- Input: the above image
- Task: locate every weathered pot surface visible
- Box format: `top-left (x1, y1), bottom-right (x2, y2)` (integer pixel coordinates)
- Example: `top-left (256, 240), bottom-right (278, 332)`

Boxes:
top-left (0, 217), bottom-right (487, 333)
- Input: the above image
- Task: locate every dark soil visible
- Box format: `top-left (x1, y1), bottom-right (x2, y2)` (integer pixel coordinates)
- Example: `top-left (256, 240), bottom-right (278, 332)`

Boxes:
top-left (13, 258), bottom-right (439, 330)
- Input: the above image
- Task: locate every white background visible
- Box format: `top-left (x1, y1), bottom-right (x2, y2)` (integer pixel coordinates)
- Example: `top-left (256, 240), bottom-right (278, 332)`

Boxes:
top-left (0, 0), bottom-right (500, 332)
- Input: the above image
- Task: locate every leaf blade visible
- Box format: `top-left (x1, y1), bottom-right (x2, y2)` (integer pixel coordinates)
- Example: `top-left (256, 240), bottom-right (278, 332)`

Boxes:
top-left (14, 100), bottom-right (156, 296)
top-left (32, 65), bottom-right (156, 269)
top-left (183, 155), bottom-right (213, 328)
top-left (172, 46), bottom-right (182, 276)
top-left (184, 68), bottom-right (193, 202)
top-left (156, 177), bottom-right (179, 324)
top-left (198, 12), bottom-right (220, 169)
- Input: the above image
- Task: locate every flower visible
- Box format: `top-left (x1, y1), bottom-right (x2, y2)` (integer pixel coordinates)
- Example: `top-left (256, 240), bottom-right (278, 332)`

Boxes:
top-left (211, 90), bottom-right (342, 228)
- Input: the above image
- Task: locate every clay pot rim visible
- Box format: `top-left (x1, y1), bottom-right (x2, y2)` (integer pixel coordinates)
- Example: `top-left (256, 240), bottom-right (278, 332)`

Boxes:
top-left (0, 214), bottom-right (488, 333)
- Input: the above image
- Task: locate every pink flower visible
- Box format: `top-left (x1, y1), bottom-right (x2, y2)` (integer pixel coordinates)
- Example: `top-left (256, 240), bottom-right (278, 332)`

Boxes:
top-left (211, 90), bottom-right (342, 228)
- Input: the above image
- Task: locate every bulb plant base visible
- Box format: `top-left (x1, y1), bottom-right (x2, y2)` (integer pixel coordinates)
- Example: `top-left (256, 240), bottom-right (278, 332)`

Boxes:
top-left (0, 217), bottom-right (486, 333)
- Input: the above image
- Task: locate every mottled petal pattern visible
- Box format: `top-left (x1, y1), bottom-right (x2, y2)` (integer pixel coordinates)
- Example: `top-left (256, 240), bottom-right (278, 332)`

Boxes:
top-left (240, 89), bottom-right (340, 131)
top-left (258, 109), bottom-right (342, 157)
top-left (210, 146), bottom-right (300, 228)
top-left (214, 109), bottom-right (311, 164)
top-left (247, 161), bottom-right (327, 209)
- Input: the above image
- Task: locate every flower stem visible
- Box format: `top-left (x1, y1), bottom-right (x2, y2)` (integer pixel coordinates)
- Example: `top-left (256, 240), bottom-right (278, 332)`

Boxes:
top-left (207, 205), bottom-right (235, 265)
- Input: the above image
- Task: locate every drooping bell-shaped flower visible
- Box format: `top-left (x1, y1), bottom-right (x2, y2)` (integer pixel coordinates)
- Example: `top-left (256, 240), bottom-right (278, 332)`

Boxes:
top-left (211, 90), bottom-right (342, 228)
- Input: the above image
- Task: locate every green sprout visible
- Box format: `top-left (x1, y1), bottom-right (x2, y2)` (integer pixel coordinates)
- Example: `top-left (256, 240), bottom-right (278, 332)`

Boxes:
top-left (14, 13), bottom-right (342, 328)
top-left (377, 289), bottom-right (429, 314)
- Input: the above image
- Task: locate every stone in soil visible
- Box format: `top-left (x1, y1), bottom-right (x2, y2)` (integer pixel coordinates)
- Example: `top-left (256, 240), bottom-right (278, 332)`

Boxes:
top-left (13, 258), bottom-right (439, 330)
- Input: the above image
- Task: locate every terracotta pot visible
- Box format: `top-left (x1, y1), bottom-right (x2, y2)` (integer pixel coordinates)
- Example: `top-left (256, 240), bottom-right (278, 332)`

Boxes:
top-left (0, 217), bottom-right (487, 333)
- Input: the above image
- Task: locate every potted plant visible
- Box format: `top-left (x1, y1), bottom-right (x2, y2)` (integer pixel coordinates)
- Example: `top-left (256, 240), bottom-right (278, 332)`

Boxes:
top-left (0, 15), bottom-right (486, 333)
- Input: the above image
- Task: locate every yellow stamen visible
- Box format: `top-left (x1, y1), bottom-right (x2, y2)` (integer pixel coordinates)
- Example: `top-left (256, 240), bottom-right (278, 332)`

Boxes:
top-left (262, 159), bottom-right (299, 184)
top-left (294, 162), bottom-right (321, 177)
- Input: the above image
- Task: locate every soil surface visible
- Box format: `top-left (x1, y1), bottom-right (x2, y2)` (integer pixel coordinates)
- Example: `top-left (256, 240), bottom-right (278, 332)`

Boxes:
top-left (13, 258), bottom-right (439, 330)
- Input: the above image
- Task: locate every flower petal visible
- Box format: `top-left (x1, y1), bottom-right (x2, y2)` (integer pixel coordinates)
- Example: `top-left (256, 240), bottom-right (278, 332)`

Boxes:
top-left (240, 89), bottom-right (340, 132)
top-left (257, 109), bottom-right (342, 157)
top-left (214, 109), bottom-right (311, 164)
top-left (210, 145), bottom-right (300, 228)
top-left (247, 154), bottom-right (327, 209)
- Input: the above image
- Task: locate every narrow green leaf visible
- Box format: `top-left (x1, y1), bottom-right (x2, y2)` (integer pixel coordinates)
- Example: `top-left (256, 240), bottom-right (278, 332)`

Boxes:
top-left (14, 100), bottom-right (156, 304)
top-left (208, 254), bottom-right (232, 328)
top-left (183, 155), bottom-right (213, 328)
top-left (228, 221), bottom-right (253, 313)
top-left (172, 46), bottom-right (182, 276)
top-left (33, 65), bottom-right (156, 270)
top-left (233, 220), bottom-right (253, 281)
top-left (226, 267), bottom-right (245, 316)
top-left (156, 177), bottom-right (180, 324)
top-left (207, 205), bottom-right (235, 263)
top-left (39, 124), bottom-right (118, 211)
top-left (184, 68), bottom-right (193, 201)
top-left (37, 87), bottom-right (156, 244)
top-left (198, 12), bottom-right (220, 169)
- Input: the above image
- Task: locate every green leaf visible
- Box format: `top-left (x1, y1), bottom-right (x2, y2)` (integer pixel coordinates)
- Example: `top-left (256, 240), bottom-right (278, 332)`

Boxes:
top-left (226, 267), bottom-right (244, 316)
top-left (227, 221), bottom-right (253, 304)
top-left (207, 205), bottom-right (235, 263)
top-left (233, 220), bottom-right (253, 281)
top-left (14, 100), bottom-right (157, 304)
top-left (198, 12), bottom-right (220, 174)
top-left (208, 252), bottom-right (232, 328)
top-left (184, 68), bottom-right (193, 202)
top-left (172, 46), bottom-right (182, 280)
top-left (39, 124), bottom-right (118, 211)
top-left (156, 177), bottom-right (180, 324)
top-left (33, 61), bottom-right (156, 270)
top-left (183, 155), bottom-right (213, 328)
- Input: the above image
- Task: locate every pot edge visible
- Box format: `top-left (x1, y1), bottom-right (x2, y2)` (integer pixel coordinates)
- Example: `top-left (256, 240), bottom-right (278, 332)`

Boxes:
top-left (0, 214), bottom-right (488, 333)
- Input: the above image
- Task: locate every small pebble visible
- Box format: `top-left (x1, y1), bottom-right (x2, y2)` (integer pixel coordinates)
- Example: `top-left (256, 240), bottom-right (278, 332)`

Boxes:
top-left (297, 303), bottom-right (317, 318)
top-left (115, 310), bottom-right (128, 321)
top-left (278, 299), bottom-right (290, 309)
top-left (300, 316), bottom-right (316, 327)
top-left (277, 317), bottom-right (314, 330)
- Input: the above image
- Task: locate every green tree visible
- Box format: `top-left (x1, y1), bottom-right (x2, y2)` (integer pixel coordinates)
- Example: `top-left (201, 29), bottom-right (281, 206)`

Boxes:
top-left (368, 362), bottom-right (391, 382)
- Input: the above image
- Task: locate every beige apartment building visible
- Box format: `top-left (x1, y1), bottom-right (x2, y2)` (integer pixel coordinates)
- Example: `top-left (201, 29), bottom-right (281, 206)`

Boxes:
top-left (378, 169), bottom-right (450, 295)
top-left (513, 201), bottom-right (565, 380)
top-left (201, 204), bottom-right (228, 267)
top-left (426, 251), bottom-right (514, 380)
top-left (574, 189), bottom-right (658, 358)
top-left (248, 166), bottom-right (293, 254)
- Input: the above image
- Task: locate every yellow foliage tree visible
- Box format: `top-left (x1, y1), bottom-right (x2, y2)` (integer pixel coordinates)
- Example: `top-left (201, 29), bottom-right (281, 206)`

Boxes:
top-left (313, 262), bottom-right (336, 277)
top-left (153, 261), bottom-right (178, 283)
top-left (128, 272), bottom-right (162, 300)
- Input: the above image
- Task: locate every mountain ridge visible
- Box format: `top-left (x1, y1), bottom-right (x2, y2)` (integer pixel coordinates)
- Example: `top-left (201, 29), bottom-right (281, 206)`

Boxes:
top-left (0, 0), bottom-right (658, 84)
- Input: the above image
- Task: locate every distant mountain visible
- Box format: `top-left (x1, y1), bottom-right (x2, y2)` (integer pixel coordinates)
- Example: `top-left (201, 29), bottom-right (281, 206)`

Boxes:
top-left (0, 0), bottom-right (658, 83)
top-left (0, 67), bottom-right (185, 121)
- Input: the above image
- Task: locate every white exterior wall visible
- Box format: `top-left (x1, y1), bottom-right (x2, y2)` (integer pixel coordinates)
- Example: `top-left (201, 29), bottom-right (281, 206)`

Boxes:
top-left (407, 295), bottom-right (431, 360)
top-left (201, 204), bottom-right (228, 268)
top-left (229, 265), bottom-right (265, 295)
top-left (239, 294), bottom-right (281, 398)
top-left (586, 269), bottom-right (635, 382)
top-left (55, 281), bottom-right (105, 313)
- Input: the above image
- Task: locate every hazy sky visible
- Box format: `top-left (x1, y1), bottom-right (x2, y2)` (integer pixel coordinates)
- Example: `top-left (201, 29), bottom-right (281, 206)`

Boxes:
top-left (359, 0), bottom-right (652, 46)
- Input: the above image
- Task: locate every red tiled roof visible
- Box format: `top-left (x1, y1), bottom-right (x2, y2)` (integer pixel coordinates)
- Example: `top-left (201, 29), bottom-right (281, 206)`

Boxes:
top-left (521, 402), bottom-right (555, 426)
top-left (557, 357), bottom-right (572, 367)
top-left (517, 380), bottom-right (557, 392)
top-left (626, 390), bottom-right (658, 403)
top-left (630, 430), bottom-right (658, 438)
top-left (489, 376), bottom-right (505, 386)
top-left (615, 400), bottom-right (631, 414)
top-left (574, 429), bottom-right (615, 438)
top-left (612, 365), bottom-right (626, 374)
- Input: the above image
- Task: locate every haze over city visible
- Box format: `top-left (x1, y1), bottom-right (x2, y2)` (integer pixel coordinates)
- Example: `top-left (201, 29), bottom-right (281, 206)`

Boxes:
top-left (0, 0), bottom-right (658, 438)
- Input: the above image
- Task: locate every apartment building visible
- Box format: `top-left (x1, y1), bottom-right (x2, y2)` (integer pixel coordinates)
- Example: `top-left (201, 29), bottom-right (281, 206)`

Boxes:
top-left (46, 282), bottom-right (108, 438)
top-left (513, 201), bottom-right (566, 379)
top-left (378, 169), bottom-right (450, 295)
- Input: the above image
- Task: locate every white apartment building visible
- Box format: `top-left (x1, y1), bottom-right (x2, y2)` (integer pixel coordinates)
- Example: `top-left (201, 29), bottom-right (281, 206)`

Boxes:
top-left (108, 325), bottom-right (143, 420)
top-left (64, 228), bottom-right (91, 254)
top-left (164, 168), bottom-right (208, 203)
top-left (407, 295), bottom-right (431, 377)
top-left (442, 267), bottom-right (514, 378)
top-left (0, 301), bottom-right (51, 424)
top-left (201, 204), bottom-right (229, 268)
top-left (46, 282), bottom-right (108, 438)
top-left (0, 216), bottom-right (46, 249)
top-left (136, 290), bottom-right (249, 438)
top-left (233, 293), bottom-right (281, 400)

* Given problem
How many lines in the records contain the word "building"? Count it only with matching case, and reply with the number alone.

* Task output
3